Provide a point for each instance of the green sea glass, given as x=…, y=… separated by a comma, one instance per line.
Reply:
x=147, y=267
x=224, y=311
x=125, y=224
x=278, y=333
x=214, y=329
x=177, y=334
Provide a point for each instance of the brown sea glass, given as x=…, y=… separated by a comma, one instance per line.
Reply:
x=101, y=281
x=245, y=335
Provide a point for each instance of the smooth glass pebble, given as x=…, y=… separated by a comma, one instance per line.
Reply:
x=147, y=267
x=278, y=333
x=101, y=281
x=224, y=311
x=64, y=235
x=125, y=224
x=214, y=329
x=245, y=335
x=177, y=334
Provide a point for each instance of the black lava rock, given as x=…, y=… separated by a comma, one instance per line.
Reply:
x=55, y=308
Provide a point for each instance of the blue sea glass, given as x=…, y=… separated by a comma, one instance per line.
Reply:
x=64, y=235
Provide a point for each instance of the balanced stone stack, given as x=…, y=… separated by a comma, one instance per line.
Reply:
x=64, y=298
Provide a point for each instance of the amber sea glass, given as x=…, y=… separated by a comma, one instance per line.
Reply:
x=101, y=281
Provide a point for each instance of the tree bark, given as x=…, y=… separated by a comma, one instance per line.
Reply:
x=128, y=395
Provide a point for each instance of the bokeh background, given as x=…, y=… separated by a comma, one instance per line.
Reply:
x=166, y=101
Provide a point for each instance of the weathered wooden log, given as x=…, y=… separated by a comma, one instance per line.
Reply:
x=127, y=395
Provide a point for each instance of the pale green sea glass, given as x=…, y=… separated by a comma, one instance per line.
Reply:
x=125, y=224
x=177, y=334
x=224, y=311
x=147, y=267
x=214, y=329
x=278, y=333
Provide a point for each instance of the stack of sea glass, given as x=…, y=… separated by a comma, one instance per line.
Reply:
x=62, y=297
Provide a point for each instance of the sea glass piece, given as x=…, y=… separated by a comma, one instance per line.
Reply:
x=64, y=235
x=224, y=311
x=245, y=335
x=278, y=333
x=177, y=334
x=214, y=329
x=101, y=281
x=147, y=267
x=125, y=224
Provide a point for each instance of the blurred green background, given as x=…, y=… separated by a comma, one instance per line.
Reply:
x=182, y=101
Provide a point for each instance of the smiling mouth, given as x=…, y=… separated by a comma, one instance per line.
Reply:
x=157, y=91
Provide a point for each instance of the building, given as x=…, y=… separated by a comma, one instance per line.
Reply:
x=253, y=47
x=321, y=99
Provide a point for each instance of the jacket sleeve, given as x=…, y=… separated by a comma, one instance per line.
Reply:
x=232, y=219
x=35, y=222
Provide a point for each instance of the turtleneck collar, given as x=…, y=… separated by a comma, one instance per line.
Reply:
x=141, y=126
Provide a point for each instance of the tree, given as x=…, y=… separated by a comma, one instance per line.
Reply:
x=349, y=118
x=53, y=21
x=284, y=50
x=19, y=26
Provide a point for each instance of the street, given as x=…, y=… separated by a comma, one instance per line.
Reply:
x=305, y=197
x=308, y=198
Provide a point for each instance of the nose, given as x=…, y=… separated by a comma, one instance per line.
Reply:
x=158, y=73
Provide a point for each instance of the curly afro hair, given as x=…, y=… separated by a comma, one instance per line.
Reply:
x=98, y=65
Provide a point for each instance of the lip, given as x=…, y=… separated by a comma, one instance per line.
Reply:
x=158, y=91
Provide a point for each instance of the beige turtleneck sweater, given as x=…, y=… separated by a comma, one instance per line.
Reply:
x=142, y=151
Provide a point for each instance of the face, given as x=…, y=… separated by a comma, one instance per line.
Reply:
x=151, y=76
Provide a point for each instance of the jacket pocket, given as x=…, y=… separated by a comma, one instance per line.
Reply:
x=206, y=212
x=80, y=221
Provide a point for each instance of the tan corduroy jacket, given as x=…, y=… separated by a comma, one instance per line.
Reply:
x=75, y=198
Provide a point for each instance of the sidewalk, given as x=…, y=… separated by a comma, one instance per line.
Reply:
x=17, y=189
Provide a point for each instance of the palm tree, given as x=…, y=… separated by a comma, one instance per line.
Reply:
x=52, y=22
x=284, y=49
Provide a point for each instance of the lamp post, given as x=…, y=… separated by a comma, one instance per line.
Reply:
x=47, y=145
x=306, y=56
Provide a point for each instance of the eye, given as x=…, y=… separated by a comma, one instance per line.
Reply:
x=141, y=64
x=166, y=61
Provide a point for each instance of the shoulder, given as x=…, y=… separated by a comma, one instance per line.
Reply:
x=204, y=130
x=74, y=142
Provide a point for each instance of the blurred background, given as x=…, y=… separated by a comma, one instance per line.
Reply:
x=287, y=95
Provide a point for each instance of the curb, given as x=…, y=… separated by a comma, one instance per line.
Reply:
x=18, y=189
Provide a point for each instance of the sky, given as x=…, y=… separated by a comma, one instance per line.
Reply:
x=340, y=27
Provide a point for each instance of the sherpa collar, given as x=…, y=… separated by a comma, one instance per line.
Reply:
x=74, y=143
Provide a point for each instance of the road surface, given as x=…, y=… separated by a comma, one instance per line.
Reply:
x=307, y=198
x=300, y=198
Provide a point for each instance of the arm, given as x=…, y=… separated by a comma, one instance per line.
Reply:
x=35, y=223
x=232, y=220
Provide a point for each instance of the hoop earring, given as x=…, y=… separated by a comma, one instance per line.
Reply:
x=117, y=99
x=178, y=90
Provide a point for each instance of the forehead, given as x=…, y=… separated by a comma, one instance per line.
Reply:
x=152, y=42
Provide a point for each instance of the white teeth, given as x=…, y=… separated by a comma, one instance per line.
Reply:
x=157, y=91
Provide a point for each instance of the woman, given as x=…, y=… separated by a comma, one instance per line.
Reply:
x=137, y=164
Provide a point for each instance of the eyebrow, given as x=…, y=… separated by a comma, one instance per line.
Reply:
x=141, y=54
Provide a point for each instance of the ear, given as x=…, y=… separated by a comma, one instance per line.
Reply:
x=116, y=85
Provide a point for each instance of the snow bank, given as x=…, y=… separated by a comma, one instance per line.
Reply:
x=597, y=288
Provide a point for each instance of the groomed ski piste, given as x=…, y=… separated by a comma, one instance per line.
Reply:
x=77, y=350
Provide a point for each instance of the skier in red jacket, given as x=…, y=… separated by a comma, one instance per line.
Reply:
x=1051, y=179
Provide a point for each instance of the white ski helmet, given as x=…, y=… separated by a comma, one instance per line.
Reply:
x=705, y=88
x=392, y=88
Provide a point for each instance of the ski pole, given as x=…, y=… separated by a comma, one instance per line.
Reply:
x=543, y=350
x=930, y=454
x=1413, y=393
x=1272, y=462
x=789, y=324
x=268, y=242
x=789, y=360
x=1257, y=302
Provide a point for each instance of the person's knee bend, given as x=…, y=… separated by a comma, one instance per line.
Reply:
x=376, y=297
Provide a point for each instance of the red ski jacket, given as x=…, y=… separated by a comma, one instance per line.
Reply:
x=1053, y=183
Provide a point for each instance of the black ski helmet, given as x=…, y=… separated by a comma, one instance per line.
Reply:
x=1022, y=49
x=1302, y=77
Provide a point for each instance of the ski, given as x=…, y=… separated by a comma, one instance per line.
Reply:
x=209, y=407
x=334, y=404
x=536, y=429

### REQUIRED ACTION
Only the lines from the opening of the material through the line with "Provide a point for each instance of the smooth" should be echoed, exactly as written.

### RESULT OF THE TASK
Provide a point for each instance of the green sea glass, given as x=…, y=… separated by a comma, one instance per line.
Reply:
x=147, y=267
x=224, y=311
x=125, y=224
x=278, y=333
x=214, y=329
x=177, y=334
Provide a point for each instance of the brown sea glass, given as x=…, y=… separated by a comma, one instance per line.
Reply:
x=101, y=281
x=245, y=335
Provide a point for each instance of the smooth glass pebble, given as x=…, y=… separated by a comma, one instance per line.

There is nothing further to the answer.